Whenever a line of the entries below holds the string "carved", copy that line and return it.

______________________________

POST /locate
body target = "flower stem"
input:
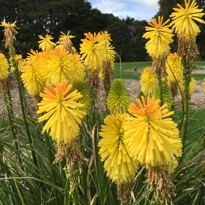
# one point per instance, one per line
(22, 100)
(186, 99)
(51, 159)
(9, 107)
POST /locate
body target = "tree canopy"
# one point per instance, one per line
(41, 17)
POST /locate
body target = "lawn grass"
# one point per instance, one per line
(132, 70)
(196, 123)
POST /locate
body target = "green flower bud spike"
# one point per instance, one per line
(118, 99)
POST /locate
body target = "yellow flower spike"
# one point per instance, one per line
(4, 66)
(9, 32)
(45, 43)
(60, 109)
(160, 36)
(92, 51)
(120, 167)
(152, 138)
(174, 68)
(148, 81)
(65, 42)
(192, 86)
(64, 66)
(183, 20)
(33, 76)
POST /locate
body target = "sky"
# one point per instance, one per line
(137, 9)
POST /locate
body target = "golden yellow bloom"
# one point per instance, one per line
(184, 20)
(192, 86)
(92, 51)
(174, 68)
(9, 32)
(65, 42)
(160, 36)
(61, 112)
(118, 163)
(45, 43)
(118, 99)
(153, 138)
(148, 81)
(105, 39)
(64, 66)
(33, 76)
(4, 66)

______________________________

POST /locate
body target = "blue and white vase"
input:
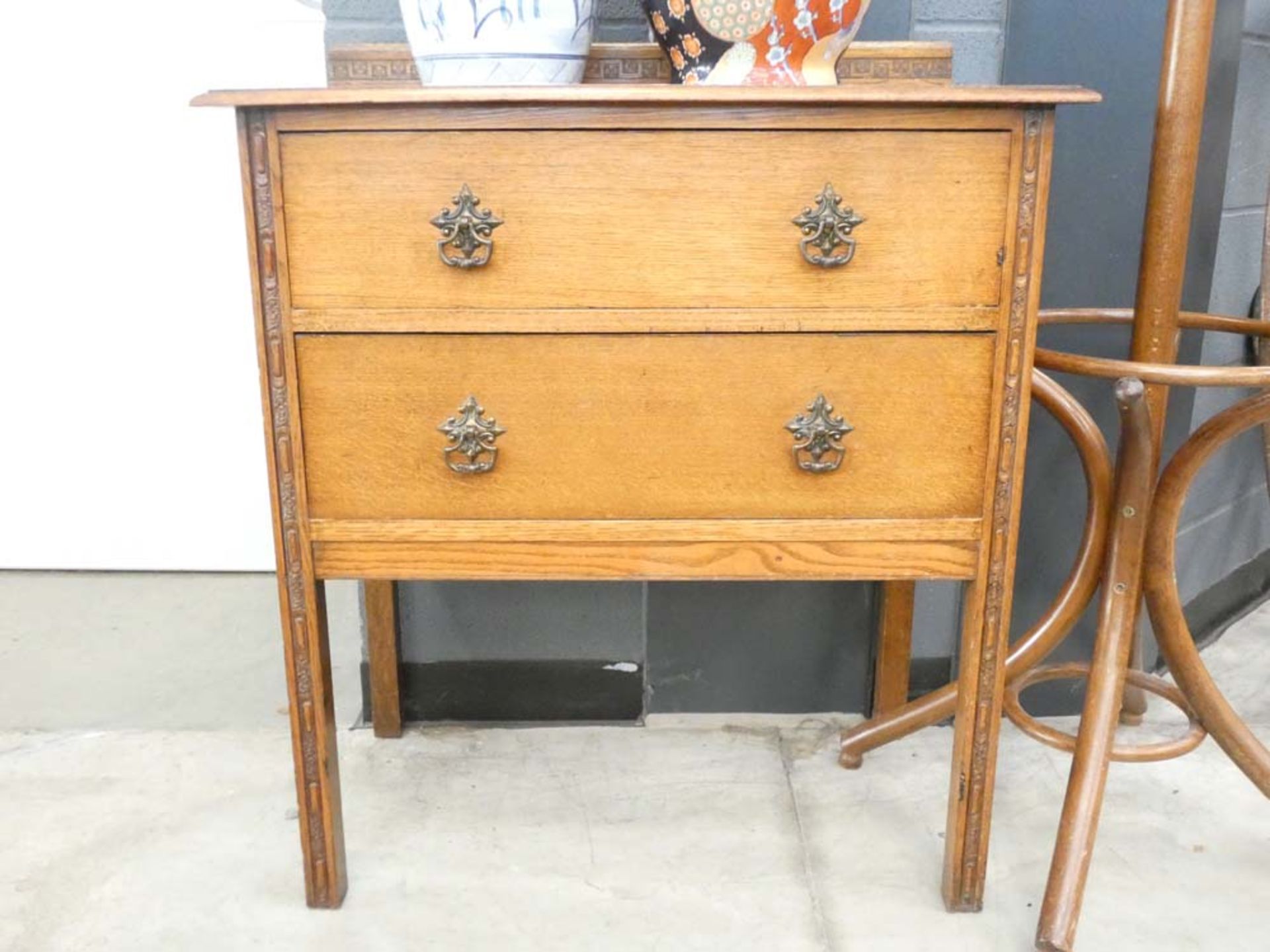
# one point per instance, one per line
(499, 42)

______________________________

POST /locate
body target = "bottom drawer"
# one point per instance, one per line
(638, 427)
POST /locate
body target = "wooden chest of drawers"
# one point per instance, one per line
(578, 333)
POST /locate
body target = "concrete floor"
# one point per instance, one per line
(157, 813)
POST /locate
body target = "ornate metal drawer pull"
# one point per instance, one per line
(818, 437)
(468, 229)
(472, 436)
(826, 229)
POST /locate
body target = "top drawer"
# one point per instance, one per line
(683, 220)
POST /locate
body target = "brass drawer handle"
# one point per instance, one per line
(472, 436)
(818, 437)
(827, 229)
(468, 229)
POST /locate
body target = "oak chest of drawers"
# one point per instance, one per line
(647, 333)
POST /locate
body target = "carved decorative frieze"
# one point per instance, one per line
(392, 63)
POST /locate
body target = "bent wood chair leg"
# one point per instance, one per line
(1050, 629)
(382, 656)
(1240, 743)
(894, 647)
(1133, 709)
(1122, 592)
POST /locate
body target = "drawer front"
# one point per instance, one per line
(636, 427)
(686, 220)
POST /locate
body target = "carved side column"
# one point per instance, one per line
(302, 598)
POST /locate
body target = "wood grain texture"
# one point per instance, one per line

______________________________

### Solution for this problem
body target = "carved decorative frieze"
body target = "carved side column"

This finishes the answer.